▶ **SOURCE DOCUMENT**
::::::::
Sorry to be of topic but:
Broadcom CEO more than a fan? SPORTS: He finds the idea of owning a team 'intriguing' but declines comment about Disney's possible sale of Angels and Ducks.
August 21, 1999
By BARBARA KINGSLEY The Orange County Register
He's a billionaire high-tech CEO. He loves sports. And he finds the idea of owning a pro sports team "intriguing."
That's as far as Henry Nicholas III, co-founder of Irvine-based Broadcom, will go.
Nicholas has emerged as a potential buyer for the Anaheim Angels and the Mighty Ducks. This week Anaheim Mayor Tom Daly said representatives of the Walt Disney Co. had informed the city of plans to explore selling all or part of both teams.
Nicholas said Friday that he would not comment about Disney's potential sale of the baseball and hockey teams, nor would he say whether he has had any discussions with Disney about team ownership.
Nicholas, however, spoke passionately about the losing records of Orange County's biggest professional teams.
"Maybe a change of ownership could help that," he said.
Nicholas said that "hypothetically, I could conceive of a situation where (my ownership of a team) would make sense. A limited number of scenarios would make sense."
Should the team be local, "that would be a tiebreaker. But it's not a prerequisite," Nicholas said.
He added that he would consider buying a team only if it "would not affect my position at Broadcom."
In eight years, Nicholas and Co-chairman Henry Samueli built Broadcom, a maker of high-speed communications chips, into a company valued at $12.2 billion.
The hard-charging CEO calls his company's work ethic "a cross between the Chicago Bulls and the Green Berets."
"In anything I do, there's no separation between work and personal life," Nicholas said. "Broadcom is my life. Any type of ownership would somehow have to advance Broadcom."
He added that any pro-sports involvement "would have to have synergies" with his company.
The 6-foot-6-inch Nicholas, 39, rowed at the University of California, Los Angeles, and credits the experience with doing more for his career than the doctorate he earned in 1997 in electrical engineering. The entrepreneur, who's worth more than $2 billion, peppers his conversation with sports metaphors and readily acknowledges he loves sports. He said basketball is his favorite sport but added, "I love baseball; I love hockey."
::::::::
▶ **INFORMATION PROVIDED**
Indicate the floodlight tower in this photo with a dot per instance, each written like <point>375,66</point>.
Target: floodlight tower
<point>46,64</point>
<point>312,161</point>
::::::::
▶ **GIVEN PROBLEM 1**
Which people does the Broadcom article name? List every one.
▶ **GIVEN PROBLEM 2**
According to the Broadcom article, how much is the company valued at?
▶ **GIVEN PROBLEM 3**
Output the part of the Broadcom article that opens with the words containing "Sorry to be" and closes with "Angels and Ducks.".

▶ **WRITTEN REPLY 1**
- Barbara Kingsley
- Henry Nicholas III
- Tom Daly
- Henry Samueli

▶ **WRITTEN REPLY 2**
$12.2 billion.

▶ **WRITTEN REPLY 3**
Sorry to be of topic but:
Broadcom CEO more than a fan? SPORTS: He finds the idea of owning a team 'intriguing' but declines comment about Disney's possible sale of Angels and Ducks.